[WORK TO DO]
Retype every one of the lines below word for word, changing nothing.

===== SUPPLIED RECORDS

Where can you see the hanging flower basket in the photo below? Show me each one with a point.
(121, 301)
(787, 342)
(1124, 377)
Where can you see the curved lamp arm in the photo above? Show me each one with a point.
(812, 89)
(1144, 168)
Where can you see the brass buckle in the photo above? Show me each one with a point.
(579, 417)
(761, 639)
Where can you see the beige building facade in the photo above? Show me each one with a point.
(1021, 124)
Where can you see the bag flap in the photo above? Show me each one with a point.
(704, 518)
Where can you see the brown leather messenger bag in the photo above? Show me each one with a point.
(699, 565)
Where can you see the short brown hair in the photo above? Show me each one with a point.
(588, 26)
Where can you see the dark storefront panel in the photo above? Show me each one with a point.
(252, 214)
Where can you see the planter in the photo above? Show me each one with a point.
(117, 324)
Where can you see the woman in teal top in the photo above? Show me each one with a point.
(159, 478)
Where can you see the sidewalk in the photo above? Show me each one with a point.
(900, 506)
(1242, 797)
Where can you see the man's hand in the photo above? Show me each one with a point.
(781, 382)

==========

[FINISHED ANSWER]
Where can you see the hanging flower basket in the photo below? Show me each one with a point.
(121, 301)
(787, 342)
(1124, 377)
Where can you see the curved lamp arm in the photo above? Show me each one with a point.
(812, 89)
(1144, 168)
Where can you see the brass buckle in the photo above? Show me each one with a point.
(579, 417)
(761, 639)
Where can you see the beige building facade in the photo above? Show me each one with a point.
(1021, 124)
Where can you see the bag flap in the photo above? Show me each one with a point.
(704, 518)
Where can you see the brown leather messenger bag in the photo above? Show me each one with a point.
(699, 565)
Where can you see the short brown hair in the photo above? Show me each one with a point.
(588, 26)
Where can you see the dark storefront panel in the photo above? Show me each one with a point.
(252, 214)
Where can you see the planter in the photo above? Show me each one with a point.
(117, 324)
Where can you see the woman in teal top in the photo above? Show me each one with a point.
(159, 478)
Where can you see the sidewalk in the photo above? Show me each one with a point.
(900, 506)
(1242, 797)
Where can you see the man's hand in the photo above? Show me each one with a point.
(781, 382)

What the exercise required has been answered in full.